**Task prompt:** An exact copy of each record is required.

[Opening Data for processing section]

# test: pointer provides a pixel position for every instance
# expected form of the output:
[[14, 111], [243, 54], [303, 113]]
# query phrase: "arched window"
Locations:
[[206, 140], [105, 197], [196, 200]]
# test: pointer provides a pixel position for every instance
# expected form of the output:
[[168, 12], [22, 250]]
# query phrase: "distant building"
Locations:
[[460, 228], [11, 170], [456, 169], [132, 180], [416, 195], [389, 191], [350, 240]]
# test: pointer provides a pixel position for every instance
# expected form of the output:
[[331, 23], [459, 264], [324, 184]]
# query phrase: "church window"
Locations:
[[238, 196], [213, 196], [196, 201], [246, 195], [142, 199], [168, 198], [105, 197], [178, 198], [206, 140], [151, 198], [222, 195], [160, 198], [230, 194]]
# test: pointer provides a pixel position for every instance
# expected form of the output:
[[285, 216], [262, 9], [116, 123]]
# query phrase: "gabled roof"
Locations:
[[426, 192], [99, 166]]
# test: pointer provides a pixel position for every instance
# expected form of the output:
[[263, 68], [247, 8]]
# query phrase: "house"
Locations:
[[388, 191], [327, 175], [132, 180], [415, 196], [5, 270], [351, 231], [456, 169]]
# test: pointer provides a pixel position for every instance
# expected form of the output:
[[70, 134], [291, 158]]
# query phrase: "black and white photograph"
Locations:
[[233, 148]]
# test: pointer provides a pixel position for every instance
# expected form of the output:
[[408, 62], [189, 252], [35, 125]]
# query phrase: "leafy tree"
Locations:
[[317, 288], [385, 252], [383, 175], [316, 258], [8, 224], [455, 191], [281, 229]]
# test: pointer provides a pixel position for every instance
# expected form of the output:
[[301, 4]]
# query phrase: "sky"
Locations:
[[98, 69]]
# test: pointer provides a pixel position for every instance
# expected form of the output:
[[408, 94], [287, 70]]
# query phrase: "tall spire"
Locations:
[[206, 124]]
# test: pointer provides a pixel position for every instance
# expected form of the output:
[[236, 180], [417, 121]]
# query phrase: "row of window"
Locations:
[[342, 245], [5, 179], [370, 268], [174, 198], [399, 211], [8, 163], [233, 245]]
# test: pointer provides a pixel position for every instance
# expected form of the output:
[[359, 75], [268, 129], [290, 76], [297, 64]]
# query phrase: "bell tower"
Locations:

[Closing Data for processing section]

**Expected output:**
# test: pointer provides a pixel position for every instance
# expected form of the output:
[[14, 111], [243, 54], [303, 113]]
# query phrase: "arched window"
Locations:
[[206, 140], [105, 197], [196, 200]]
# test: pointer provides a pixel position for every instance
# expected form of the output:
[[168, 12], [22, 250]]
# query phrase: "distant building"
Locations:
[[460, 228], [11, 170], [456, 169], [132, 180], [416, 195], [389, 191], [350, 240]]
# test: pointer provides a pixel position for every instance
# expected form of the output:
[[331, 23], [459, 264], [324, 184]]
# query phrase: "church window"
Locations:
[[238, 196], [213, 196], [196, 201], [246, 195], [142, 199], [168, 198], [105, 197], [178, 198], [206, 140], [151, 198], [222, 195], [160, 198], [230, 194]]
# test: pointer provides a pixel position for every instance
# expected form of the output:
[[285, 216], [262, 9], [116, 123]]
# query phrase: "gabled roof"
Locations:
[[426, 192], [99, 166]]
# test: pointer provides a pixel position for every instance
# expected form of the output:
[[263, 68], [247, 8]]
# query phrase: "house"
Locations:
[[388, 191], [327, 175], [132, 180], [415, 196], [5, 270], [351, 231], [456, 169]]
# test: pointer provides a pixel position for every instance
# expected form of the output:
[[70, 134], [291, 158]]
# query phrase: "black and white photograph"
Locations:
[[233, 148]]
# test: pointer provides a pixel position for every instance
# expected form of the output:
[[408, 62], [189, 252], [35, 125]]
# query phrase: "leafy tree"
Locations:
[[317, 288], [385, 252], [383, 175], [316, 258], [8, 224], [455, 191], [281, 229]]
# test: pointer provides a pixel position for every instance
# expected form of the output:
[[301, 4]]
# query phrase: "sky"
Locations:
[[98, 69]]
# test: pointer provides a pixel position for every instance
# expected form of the output:
[[408, 94], [287, 70]]
# query phrase: "tall spire"
Locations:
[[206, 124]]
# test: pointer provides a pixel position for every instance
# expected form of the output:
[[236, 180], [417, 121]]
# query phrase: "row of window"
Locations:
[[342, 245], [5, 179], [370, 268], [174, 198], [399, 211], [8, 163], [233, 245]]
# test: pointer provides a pixel position for every instance
# expected form of the output:
[[359, 75], [268, 129], [290, 76], [297, 64]]
# query phrase: "bell tower"
Locations:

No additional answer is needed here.